• Stated task
Could you repeat, word for word, every line from the one containing "point: brass sconce" through the final line of the records below, and nothing else?

--- Start ---

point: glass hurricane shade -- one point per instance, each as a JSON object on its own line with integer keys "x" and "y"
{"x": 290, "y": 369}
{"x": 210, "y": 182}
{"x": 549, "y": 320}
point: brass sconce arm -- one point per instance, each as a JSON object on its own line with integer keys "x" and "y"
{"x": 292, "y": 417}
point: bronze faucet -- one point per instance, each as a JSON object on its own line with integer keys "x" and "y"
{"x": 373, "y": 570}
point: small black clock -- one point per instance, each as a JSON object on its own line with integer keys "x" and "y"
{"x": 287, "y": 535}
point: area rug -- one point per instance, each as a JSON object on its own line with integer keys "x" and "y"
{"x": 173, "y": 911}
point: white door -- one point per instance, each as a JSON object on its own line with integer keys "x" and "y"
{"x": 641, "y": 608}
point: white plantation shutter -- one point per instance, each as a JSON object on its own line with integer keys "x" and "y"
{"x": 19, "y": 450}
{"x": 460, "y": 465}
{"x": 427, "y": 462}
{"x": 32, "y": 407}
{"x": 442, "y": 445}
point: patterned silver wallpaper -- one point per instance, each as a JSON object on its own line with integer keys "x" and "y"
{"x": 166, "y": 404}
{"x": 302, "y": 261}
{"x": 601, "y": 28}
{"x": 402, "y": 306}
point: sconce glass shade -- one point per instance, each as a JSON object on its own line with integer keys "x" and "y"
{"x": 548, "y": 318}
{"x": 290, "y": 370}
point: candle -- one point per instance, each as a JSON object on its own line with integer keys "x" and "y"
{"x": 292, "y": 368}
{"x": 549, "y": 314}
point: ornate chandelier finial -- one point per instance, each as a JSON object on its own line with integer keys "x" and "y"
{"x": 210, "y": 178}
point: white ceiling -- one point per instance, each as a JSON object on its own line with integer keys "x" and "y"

--- End ---

• Correct response
point: brass sconce arm -- one point per instance, each as a JSON object on its own line with integer keys "x" and "y"
{"x": 292, "y": 417}
point: bronze faucet -- one point per instance, each as a JSON object on its own line with integer keys "x" and "y"
{"x": 373, "y": 570}
point: small black clock -- one point per instance, each as a JSON object on its own line with integer keys "x" and "y"
{"x": 287, "y": 535}
point: area rug -- one point per instance, each as a JSON object on its own line with integer keys "x" and "y"
{"x": 173, "y": 911}
point: white door -- one point per instance, each as a JSON object on its own line with integer keys "x" and "y"
{"x": 641, "y": 608}
point: white plantation shutter -- one point per instance, each as a JSON object on its own line with integer keys "x" and "y"
{"x": 19, "y": 450}
{"x": 460, "y": 465}
{"x": 427, "y": 462}
{"x": 32, "y": 407}
{"x": 442, "y": 445}
point: patterned silver wallpaper -- one point per instance, each as a JSON object on its own line with integer keys "x" and "y"
{"x": 166, "y": 404}
{"x": 302, "y": 261}
{"x": 601, "y": 28}
{"x": 402, "y": 306}
point: sconce glass shade -- one point per instance, each as a JSON object on its own line with integer keys "x" and "y"
{"x": 548, "y": 318}
{"x": 290, "y": 370}
point: candle -- one point per instance, each as a JSON object on its own line with integer keys "x" and "y"
{"x": 292, "y": 368}
{"x": 549, "y": 314}
point: ornate chandelier finial -- one point per instance, each as a JSON object on its own line with integer keys "x" and "y"
{"x": 210, "y": 178}
point: white ceiling -- one point per instance, each as a JSON object on its own line with integer keys "x" and "y"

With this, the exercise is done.